> Document extract:
───
Peter Lynds (born May 17, 1975) New Zealand theoretical physicist and philosopher who has made important contributions to the study of time, Zeno's paradoxes and consciousness.

Making Lynds' achievements all the more remarkable, is that he attended university for just 6 months. A controversial figure, Lynds has commonly been compared to Albert Einstein and his work received praise from some of the worlds best scientists, while others have been very vocal and resentful in their dismissal of it.

Lynds' work revolves around time, something he has said has interested him his whole life. The main conclusion of his physics work is that there is a necessary trade off of all precise physical magnitudes at a time, for their continuity (change and movement) over time. More specifically, that there isn't a precise instant in time underlying an object's motion, and as its position is constantly changing over time, and as such, never determined, it also doesn't have a determined relative position at any time. Lynds posits that this is also the correct resolution of Zeno's paradoxes, with the paradoxes arising because people have wrongly assumed that an object in motion has a determined relative position at any instant in time, thus rendering the body's motion static at that instant and enabling the impossible situation of the paradoxes to be derived. A further implication of this conclusion is that if there is no such thing as determined relative position at a time, consequently velocity, acceleration, momentum, mass, energy and all other physical magnitudes, can't be precisely determined at any time either.
───
> Data lines:
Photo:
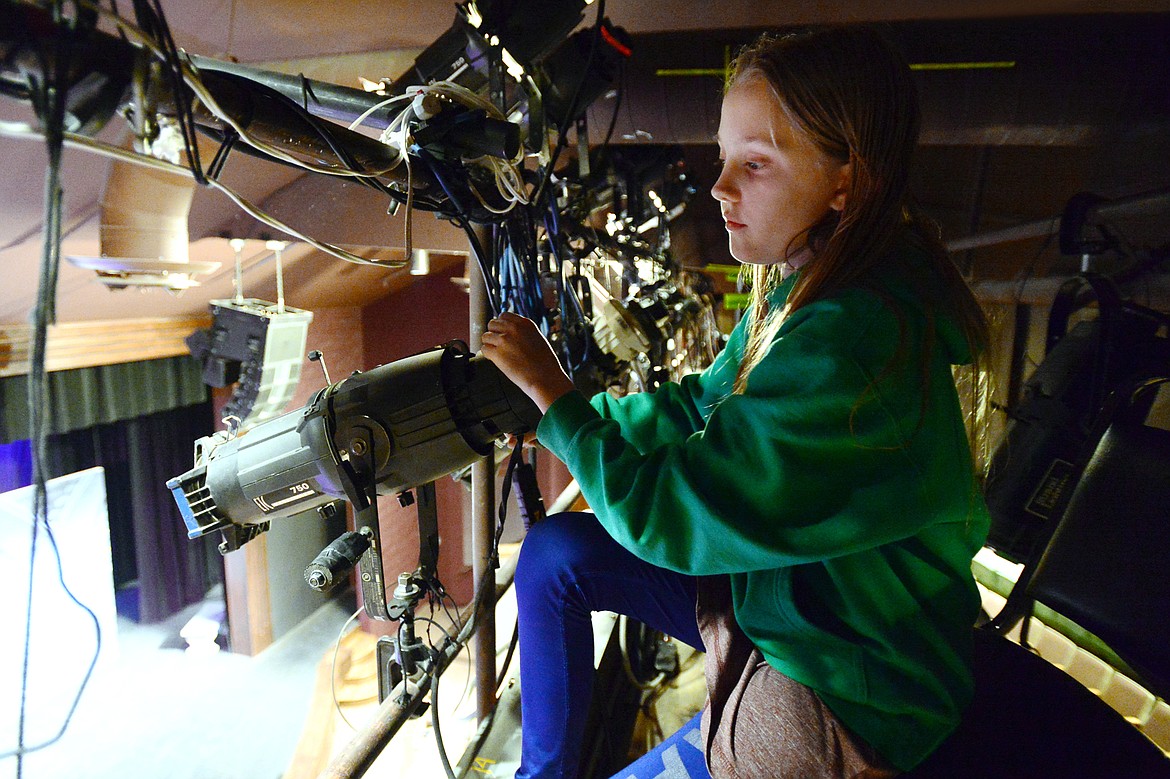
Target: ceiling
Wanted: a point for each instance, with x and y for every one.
(1085, 107)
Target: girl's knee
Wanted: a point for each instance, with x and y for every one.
(559, 545)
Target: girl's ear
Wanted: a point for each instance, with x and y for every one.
(844, 176)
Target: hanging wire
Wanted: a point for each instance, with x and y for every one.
(49, 102)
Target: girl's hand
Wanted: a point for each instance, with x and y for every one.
(518, 349)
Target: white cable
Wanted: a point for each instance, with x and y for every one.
(191, 77)
(332, 673)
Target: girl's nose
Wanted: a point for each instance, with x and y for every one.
(723, 188)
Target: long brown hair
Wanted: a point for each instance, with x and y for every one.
(852, 95)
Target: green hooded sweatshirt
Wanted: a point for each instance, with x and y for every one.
(837, 491)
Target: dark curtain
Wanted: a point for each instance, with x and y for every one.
(84, 398)
(148, 537)
(173, 571)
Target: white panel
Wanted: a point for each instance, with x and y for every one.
(62, 639)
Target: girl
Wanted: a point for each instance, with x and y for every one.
(805, 510)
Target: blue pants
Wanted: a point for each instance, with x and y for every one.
(569, 566)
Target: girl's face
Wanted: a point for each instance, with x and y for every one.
(776, 183)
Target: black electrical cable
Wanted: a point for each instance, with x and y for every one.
(153, 22)
(49, 101)
(563, 136)
(434, 715)
(488, 580)
(461, 219)
(511, 650)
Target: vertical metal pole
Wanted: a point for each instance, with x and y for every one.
(483, 498)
───
> Set tasks:
**1.** Extract the entries verbatim, starting at the line containing "Target: long brown hair" and ending at the last line of the entries.
**2.** Continue the passage on Peter Lynds from its final sentence.
The passage about Peter Lynds and the entries are unrelated to each other.

> Answer set:
**1.**
Target: long brown hair
Wanted: a point for each instance, with x and y for every one.
(852, 95)
Target: green hooded sweatshirt
Wanted: a point for each instance, with x and y for every one.
(837, 491)
Target: dark curtain
Wanted: a point for each instance, with x and y for every one.
(84, 398)
(148, 537)
(173, 571)
Target: white panel
Wanted: a point for each instance, with x and y for every one.
(62, 639)
Target: girl
Wanted: a point for each instance, with x and y for every one.
(805, 510)
Target: blue pants
Wanted: a point for each instance, with x and y for every one.
(569, 566)
Target: girl's face
Wanted: a point for each instance, with x and y for every one.
(776, 183)
Target: black electrical cable
Wanted: a point for each instance, with x and y for every one.
(153, 22)
(49, 101)
(563, 136)
(434, 715)
(488, 580)
(461, 219)
(511, 650)
Target: vertical metal pole
Wanted: a point for each instance, with x and y for every one.
(483, 498)

**2.**
The other implications of his physics work are that (1) time doesn't actually flow or physically progress, that (2) in relation to indeterminacy in precise physical magnitude, the micro and macroscopic are inextricably linked and both a part of the same parcel, rather than just a case of the former underlying and contributing to the latter, that (3) Chronons, proposed atoms of time, aren’t compatible with a consistent physical description, that (4) it doesn't appear necessary for time to emerge or congeal from the big bang, and that (5) Stephen Hawking's theory of Imaginary time would appear to be meaningless.

Lynds has also done work on the relationship of time to consciousness, perception and brain function. His most notable conclusion in this area is that our seeming innate subjective conception of a present moment in time, and the phenomenon of conscious awareness, are actually one and the same thing.